Task details: Quote the records that follow in full, leaving the pictures out.

Entries from a dataset:

** begin **

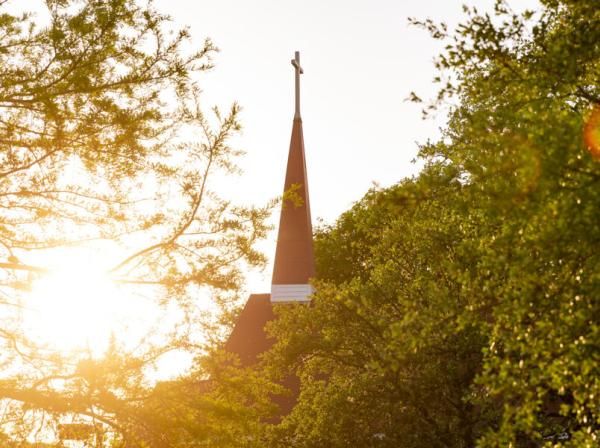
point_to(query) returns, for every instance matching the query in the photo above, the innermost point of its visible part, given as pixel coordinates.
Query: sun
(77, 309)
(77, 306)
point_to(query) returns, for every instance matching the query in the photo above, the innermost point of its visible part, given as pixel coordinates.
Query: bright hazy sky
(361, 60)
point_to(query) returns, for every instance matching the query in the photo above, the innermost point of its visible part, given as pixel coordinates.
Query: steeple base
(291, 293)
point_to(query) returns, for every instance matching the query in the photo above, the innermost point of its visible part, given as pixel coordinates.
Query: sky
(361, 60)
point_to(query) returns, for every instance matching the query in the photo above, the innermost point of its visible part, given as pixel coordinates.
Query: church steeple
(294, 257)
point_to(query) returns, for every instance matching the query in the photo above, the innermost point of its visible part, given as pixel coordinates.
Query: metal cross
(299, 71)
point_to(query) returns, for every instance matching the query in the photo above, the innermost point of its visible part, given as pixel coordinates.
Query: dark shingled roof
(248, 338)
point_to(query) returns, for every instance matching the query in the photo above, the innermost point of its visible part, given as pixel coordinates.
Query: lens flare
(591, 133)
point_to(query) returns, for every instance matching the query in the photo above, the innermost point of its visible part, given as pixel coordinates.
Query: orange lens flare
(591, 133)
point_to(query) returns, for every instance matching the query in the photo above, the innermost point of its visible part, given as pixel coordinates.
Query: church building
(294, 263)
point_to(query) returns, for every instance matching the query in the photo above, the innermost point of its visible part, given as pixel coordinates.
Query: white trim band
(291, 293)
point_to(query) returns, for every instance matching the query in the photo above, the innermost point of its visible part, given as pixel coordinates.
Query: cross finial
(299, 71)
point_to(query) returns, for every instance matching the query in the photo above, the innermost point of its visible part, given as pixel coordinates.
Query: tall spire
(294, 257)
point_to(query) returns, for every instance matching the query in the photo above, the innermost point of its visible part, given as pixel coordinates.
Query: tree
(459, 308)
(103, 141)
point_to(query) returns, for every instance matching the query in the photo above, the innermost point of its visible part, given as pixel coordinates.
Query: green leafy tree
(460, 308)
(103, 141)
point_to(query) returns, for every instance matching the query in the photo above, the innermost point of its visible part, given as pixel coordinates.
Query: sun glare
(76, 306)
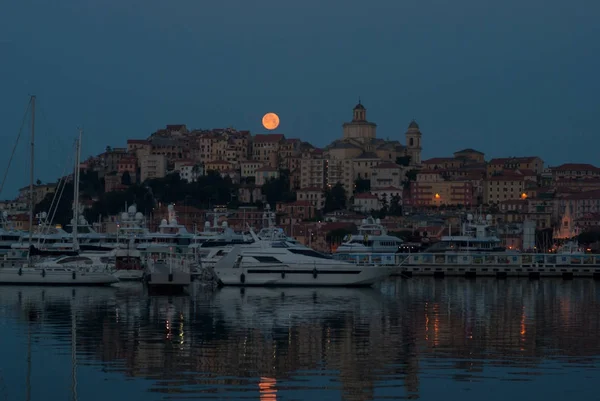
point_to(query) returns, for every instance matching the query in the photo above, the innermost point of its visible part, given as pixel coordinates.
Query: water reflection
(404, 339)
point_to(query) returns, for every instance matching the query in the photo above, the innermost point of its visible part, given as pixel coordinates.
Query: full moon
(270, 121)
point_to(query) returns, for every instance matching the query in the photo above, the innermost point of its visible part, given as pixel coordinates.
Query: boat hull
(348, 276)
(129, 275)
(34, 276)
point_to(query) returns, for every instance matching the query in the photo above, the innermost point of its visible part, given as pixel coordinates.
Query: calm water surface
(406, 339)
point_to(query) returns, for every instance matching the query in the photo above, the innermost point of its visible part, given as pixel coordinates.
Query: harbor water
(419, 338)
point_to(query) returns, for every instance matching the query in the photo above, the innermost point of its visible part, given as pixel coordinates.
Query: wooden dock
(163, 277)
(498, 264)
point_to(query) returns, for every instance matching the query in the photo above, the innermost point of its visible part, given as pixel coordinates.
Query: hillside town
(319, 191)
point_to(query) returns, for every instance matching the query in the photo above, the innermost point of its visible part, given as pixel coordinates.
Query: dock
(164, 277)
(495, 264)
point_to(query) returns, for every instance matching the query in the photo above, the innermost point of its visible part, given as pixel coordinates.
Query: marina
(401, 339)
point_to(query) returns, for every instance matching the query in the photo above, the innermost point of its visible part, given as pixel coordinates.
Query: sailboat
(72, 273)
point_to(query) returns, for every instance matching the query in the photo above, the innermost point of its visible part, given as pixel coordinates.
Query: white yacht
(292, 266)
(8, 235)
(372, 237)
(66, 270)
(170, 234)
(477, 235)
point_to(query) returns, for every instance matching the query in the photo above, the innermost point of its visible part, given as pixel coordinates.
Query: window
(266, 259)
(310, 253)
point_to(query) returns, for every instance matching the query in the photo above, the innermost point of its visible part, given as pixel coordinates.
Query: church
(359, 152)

** end **

Output for this task:
point_to(query) returns, for every instance matching the query in the photo above, the innermost point of its visible part, given as pixel coordinates.
Query: sun
(77, 309)
(77, 306)
point_to(query) returns, for every instance matching the query in the photo above, the innermost point of its visible part, given as pixel coordinates.
Query: bright hazy sky
(361, 60)
point_to(query) returns, for every instance matching the query in the photo above, the innermost point of its visible part, given as pixel coordinates.
Query: steeple base
(291, 293)
point_to(query) returns, for every instance matching the query in the photo above, the innermost point of its visible part, given as pixel coordinates.
Query: sky
(361, 60)
point_to(query) returns, for every instance matching the query in the photo above, the innermost point of its visible part, given as pixel coordinates.
Query: church steeple
(294, 257)
point_to(query) returns, for every instance matching the query in the photo above, the innermost point of its visible part, given as pixel coordinates.
Query: metal cross
(299, 71)
point_to(query) returns, for every instance matching the query in the photo above, the innermost point of its visible part, given as pixel coordinates.
Query: dark shingled roof
(248, 338)
point_to(query) returns, for every instance matching the query in the photo above, the innermost point of its visible part, given as pixel coordinates.
Query: lens flare
(591, 133)
point_to(query) returns, for every instance matching the query in the photo above, the innermost point of its visible part, given as pixel coordinates.
Query: orange lens flare
(591, 133)
point_to(query) returns, for every instance matching the query in the photo above, the innermost point of its visible part, given as pixel coordinates.
Query: church building
(294, 263)
point_to(query) returns, for every instance matching the query in the photo above, the innermost point of its visible part, given as pixel coordinates.
Query: white trim band
(291, 293)
point_to(query) returns, for every instance matching the query in the photo above, the innermost point of its visible part, given as pixel coordinates.
Query: cross finial
(299, 71)
point_to(query) returns, for every instance matching the query in the photo above, the innermost point of its visible part, given as pixel coordinates.
Query: tall spire
(294, 257)
point_to(query) returns, for every instance matching the query in the photo above, the innermost point of its visible part, given as pixel coordinates.
Query: tree
(459, 308)
(103, 141)
point_to(query) returns, for every instance matching the query in the photo above, the innermost point of its visible part, given as pixel coordinates.
Query: green leafy tree
(460, 308)
(103, 141)
point_to(query) returns, for every instance matching the query in the photo above, the innermost point of its visible part, given as pixel coordinates.
Query: sun glare
(76, 306)
point_to(query) returns, for every instance matching the query in the photo above, the innermost point of its visible part, given as pixel coordinates.
Query: water reflection
(404, 339)
point_to(query) returns, for every instance matching the query in the photo above, the innermost point of its visible part, given as pixel coordinates.
Query: full moon
(270, 121)
point_to(query) returns, for every instance matching the query in the photo above, the innermost point of its visible part, given as pixel coordinates.
Query: boat hull
(348, 276)
(129, 275)
(34, 276)
point_to(query) returns, for every instance matching the query in the photo above, the innermost point of its visible part, given as pixel coordinates.
Query: calm water surface
(406, 339)
point_to(query) returns, for every instance matching the query in the photo above, the innermost point of its visible part, given as pixel coordinates.
Query: harbor water
(419, 338)
point_to(query) returns, for every instance matching the query in the photo above, the innermost point of its visible part, given as pixel coordinates.
Query: wooden dock
(163, 277)
(498, 264)
point_to(query) returns, for every instance matching the query in the photo above, the innermost point of its visible part, given as pixel coordinates.
Query: hillside town
(319, 191)
point_to(query) returns, for every instance matching the query in the photo above, the innermost point of its visible part, given as pixel coordinates.
Query: dock
(164, 277)
(495, 264)
point_to(query) returns, for every instance matching the query in the photo above, the innermost point of its visible part, given as pixel coordinates.
Query: marina
(401, 339)
point_to(query) returns, for every instance matching the query in the photo above, the innermost point of its visible part, given as pixel coordinates.
Query: sailboat
(72, 273)
point_to(query) returns, for every instance matching the query in the photo above, the innermost point of its visible part, given as pixel coordinates.
Query: white yacht
(292, 266)
(8, 235)
(372, 237)
(66, 270)
(170, 234)
(477, 235)
point_to(query) returns, for every instance matching the query in the photo above, the innermost point of its visible part, given as pixel coordinates.
Query: window
(266, 259)
(310, 253)
point_to(query) returns, for every instance matching the query in the photo above, the innermost point of its visible part, given as pixel coordinates.
Query: church
(359, 152)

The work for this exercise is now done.